Can you quote exactly the stretch of lines from the one with "the smiling face" through the final line of the material, both ends included?

Listed records
^^^^

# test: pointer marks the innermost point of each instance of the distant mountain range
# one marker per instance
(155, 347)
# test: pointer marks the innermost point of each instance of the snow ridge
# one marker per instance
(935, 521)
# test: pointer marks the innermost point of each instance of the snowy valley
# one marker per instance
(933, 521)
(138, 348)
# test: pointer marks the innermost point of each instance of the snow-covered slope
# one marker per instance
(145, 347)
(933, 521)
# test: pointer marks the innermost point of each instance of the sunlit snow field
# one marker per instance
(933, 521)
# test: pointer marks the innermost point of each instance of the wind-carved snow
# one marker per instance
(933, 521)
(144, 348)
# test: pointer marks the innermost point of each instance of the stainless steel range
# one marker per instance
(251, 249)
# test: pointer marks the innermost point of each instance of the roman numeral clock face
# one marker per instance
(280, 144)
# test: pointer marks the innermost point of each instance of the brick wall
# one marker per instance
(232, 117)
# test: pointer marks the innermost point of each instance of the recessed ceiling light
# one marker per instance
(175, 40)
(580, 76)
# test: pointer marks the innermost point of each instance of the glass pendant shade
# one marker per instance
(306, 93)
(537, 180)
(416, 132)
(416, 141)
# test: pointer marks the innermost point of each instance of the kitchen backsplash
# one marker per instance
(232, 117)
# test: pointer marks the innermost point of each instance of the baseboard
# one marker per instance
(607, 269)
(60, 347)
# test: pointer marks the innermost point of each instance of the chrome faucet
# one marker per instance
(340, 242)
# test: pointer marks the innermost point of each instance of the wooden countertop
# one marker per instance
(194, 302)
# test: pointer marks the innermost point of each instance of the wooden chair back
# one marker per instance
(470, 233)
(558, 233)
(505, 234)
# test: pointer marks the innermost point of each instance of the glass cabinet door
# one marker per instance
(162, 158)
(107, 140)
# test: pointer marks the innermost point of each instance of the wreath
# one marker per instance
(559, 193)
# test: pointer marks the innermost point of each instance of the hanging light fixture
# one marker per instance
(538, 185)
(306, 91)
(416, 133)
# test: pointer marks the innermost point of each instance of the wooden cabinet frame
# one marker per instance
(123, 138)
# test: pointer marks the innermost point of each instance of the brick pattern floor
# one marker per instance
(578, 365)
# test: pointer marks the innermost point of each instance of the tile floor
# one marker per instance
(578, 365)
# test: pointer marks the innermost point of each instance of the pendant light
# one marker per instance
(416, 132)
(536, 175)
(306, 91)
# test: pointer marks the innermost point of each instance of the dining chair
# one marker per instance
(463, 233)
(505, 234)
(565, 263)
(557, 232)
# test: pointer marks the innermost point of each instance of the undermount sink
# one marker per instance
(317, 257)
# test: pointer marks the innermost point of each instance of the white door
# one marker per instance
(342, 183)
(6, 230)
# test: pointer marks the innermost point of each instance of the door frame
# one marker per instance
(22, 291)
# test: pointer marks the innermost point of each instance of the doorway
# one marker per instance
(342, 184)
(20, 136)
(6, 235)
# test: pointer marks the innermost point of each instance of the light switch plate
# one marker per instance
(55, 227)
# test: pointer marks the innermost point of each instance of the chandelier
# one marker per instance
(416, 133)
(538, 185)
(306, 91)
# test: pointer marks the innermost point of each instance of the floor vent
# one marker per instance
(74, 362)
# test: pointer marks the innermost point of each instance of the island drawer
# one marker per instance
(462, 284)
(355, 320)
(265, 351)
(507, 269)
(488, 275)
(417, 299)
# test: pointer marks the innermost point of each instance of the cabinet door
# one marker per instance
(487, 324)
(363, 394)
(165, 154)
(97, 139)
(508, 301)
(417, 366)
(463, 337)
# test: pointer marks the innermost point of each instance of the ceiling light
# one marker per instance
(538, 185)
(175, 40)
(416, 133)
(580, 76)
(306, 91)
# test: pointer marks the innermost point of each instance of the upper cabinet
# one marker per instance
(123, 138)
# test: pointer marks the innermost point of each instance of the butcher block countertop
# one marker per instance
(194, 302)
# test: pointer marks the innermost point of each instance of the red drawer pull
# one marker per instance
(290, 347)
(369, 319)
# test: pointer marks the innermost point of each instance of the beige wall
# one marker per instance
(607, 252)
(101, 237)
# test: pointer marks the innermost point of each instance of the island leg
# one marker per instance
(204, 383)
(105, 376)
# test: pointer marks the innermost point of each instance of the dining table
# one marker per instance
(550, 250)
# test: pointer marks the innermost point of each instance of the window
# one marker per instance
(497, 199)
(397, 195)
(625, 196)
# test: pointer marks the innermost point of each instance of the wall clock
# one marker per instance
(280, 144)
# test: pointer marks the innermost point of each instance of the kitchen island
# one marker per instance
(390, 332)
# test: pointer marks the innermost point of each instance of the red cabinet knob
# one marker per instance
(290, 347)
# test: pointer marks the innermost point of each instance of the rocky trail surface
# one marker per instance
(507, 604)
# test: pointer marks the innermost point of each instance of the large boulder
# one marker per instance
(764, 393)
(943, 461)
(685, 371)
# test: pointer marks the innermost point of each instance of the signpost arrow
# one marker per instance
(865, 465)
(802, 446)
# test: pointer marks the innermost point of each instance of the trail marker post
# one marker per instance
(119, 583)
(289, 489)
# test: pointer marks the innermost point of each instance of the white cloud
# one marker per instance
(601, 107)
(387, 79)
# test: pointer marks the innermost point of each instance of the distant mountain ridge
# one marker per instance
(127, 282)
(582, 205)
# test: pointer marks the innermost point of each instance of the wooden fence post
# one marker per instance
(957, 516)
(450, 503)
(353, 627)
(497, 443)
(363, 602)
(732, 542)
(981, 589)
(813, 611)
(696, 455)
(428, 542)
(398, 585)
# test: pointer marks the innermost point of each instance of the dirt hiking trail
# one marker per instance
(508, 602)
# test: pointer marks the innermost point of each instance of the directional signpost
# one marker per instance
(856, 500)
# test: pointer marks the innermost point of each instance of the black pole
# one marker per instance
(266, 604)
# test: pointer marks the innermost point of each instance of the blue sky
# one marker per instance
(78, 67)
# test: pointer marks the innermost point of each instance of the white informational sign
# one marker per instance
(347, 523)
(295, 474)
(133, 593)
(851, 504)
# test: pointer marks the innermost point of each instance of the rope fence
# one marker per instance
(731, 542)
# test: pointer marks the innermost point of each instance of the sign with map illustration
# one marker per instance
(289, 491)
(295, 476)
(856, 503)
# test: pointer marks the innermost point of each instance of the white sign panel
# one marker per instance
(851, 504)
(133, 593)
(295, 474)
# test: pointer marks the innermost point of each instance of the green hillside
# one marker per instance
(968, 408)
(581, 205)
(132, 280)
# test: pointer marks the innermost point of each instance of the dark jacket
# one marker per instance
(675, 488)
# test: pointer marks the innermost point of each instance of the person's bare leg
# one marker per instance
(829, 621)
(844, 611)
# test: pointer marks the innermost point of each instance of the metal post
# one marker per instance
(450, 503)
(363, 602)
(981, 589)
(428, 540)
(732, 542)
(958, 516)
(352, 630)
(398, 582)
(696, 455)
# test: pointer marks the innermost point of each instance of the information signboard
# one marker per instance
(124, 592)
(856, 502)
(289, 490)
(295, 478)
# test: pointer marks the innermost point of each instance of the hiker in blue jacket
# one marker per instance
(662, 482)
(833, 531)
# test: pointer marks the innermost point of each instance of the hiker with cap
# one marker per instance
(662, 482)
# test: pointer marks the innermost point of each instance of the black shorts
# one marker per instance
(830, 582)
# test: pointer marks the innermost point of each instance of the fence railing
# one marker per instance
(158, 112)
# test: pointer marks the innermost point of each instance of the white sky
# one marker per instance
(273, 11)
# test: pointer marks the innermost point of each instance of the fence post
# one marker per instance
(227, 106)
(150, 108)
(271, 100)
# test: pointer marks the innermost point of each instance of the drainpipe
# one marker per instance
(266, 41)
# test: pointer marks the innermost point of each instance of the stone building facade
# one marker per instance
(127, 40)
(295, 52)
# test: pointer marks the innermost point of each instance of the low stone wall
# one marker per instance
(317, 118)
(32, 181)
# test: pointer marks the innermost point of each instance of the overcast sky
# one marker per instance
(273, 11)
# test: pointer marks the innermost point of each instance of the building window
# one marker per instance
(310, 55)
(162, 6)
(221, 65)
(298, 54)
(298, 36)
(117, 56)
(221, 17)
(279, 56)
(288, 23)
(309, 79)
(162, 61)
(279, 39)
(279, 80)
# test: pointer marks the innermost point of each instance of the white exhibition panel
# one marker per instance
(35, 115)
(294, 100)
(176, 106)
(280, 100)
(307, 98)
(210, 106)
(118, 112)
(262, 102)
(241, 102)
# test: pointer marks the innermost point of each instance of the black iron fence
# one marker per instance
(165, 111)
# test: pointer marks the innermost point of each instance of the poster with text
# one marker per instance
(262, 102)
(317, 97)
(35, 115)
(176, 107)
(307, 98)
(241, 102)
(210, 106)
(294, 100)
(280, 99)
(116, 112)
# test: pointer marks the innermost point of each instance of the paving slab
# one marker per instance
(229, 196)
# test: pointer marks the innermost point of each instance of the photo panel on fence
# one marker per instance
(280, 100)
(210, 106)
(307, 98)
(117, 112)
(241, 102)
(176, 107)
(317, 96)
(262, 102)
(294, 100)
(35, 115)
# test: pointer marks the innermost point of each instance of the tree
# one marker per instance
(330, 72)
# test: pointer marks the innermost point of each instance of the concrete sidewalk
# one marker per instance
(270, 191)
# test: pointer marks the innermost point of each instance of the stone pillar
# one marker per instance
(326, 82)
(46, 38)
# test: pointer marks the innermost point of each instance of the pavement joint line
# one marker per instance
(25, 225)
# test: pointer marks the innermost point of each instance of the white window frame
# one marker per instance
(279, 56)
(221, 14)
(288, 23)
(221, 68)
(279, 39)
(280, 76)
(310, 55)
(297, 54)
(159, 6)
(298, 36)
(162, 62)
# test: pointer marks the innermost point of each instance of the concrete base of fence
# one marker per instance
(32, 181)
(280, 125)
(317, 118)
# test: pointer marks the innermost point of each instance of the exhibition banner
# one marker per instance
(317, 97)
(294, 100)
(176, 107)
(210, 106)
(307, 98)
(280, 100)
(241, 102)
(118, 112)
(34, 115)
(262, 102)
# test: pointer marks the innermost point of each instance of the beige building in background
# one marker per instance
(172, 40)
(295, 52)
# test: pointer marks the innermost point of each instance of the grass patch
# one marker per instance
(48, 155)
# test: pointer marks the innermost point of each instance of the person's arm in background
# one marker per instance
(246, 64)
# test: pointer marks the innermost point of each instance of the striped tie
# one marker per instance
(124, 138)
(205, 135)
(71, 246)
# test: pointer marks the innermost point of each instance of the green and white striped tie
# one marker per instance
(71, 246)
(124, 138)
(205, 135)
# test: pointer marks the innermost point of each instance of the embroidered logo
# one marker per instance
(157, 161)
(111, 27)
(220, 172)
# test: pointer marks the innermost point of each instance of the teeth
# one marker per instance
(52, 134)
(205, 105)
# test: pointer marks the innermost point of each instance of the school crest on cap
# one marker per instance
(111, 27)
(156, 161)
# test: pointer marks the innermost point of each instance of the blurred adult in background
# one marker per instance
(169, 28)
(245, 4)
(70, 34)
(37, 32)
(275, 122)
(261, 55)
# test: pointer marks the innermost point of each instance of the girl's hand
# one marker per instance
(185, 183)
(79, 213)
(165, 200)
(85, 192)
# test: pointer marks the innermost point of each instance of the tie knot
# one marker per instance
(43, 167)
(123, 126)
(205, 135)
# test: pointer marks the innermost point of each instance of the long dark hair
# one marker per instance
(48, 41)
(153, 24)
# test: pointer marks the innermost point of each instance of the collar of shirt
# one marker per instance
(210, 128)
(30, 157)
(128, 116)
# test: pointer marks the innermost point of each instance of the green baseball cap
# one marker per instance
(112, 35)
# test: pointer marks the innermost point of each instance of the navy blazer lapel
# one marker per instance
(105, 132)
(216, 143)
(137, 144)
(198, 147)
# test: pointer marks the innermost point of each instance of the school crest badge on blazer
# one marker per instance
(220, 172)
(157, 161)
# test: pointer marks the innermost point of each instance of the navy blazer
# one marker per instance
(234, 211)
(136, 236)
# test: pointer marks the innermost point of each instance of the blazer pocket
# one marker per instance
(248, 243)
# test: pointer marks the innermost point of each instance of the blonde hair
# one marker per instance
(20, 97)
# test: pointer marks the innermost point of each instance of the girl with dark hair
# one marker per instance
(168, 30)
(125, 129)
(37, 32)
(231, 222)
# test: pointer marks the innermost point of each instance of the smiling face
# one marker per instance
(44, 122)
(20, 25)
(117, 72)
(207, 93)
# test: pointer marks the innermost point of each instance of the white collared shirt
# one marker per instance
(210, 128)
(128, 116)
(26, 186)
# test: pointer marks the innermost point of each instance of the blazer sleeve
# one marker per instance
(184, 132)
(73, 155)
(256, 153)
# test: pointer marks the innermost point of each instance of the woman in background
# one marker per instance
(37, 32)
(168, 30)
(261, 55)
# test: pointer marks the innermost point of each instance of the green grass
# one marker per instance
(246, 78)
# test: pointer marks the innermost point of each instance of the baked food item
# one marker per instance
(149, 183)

^^^^

Finished task
# test: pointer marks the innermost point of each instance of the smiling face
# one marker per instance
(44, 122)
(20, 25)
(117, 72)
(207, 93)
# test: pointer marks the innermost point of each instance of the white collared shirt
# one marker per instance
(210, 128)
(128, 116)
(26, 186)
# test: pointer marks the innermost point of each instance of the blazer sleeve
# one marker per instance
(184, 132)
(73, 155)
(256, 153)
# test: pointer marks the innermost point of each instance of the woman in background
# one marker per instance
(37, 32)
(168, 30)
(261, 55)
# test: pointer marks the innermost point of each instance of the green grass
# one marker per instance
(246, 78)
# test: pointer marks the innermost point of each instance of the baked food item
# one marker per instance
(149, 183)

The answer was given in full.